→ **Material**:
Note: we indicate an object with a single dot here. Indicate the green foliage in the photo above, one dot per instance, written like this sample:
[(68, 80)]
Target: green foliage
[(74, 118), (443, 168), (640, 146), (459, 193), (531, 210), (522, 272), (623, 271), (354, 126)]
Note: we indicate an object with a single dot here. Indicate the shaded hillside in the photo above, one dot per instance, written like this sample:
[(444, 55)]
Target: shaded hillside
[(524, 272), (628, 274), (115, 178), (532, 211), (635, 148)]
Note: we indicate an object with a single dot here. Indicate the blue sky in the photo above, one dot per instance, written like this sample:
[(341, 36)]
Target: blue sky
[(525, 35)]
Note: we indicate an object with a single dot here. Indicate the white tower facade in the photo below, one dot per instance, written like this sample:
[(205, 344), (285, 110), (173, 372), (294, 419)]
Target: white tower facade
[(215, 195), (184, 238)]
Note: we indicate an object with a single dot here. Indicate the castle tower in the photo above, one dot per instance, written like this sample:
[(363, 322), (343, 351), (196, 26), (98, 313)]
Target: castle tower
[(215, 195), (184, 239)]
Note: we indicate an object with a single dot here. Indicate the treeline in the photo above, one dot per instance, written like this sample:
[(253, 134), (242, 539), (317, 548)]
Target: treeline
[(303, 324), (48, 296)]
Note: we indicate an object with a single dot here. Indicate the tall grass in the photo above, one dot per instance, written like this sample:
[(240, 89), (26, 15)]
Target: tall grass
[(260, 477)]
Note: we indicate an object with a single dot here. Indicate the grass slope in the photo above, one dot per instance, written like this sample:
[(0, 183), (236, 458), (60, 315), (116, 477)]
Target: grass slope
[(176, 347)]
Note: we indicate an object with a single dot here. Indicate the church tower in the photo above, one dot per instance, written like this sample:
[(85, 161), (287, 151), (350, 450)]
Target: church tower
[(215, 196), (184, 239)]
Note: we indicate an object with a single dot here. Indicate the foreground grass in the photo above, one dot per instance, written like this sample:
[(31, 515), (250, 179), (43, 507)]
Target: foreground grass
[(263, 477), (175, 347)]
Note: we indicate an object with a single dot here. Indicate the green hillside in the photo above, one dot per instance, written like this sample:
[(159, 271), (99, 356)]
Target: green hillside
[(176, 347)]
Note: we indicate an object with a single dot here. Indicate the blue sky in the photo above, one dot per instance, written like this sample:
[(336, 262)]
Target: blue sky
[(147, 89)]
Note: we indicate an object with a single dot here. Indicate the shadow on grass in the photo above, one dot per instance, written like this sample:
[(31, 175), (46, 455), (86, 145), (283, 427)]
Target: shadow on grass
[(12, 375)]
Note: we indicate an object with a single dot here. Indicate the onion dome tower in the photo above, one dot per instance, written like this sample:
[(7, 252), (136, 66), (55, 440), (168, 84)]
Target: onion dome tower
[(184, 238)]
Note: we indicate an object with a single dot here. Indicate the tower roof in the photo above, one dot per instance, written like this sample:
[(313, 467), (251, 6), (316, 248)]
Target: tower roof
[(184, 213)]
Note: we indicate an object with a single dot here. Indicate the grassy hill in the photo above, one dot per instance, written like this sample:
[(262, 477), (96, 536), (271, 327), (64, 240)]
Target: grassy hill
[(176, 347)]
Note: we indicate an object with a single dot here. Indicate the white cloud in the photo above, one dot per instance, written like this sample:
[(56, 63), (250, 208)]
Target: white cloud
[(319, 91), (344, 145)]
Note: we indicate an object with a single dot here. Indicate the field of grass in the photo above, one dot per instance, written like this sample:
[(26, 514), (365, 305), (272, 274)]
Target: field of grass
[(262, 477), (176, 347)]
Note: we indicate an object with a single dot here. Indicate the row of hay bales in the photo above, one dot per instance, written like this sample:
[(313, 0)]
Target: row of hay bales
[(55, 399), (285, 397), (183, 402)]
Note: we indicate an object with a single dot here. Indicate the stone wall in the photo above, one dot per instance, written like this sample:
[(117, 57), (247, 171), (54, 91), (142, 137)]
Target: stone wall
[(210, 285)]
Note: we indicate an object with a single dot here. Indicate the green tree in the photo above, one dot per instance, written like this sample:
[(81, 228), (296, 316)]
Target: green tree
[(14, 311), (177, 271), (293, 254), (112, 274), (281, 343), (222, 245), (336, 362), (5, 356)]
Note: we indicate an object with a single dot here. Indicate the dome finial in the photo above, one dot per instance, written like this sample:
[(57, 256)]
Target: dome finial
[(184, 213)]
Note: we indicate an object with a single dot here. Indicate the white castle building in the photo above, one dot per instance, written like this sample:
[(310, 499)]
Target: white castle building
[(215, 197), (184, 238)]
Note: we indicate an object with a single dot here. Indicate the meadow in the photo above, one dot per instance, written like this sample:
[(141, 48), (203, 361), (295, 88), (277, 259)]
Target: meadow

→ **What to do**: Copy the items from the start through the line containing "[(524, 272), (628, 274), (115, 178), (532, 211), (635, 148)]", requests included, and multiply every coordinate in the answers by 2.1, rounding to whole numbers with halves going up. Leave the numbers in the requests and their format samples unchanged.

→ **Answer**:
Note: we indicate an object with a single dot here. Indicate the green foliage in the photo above, one dot per instance, written like this sample:
[(68, 80)]
Target: green foliage
[(155, 248), (930, 353), (1344, 307), (964, 405), (1115, 441), (1096, 571), (1308, 569), (743, 265)]
Note: we indicate an object with a single dot here. Indicate the shaded hillside in the photo above, one dot per instance, written like this sample:
[(444, 55)]
Target: shaded hillside
[(1100, 571), (1319, 575), (242, 374), (1117, 443), (1334, 311)]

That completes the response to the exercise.